-- PROBLEM 1 --
In the trip account below, why are some of the slides of poor quality? Please answer in one to three sentences.

-- TEXT TO READ --

Saturday, 17 May 1980

CANADA May 1980 (part 1)

This blog relates to a two week trip to Ontario in May 1980 with Graham Armstrong, Richard Bosanquet, Maurice Chown, Rupert Hastings, Graham Hearl, Andrew Moon and Pete Naylor.  All were really great companions.  Rupert, Graham H and Pete are very sadly no longer with us but are often in my thoughts.  This blog is based on old, fairly uninformative notebook entries, a few memories of varying reliability and digitised slides. Most of the latter were no better than 'record-shot' quality at the time and some, especially the darker ones, have deteriorated chemically since.

-- PROBLEM 2 --
Write out every line of the records again, requests included, after adding -125 to each coordinate in their answers.

Part of a data file:
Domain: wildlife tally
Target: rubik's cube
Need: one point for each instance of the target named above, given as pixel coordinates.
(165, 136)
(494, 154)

-- EXERCISE OUTPUT 1 --
Most of the slides were no better than record-shot quality when they were taken. Some, especially the darker ones, have also deteriorated chemically since then.

-- EXERCISE OUTPUT 2 --
Domain: wildlife tally
Target: rubik's cube
Need: one point for each instance of the target named above, given as pixel coordinates.
(40, 11)
(369, 29)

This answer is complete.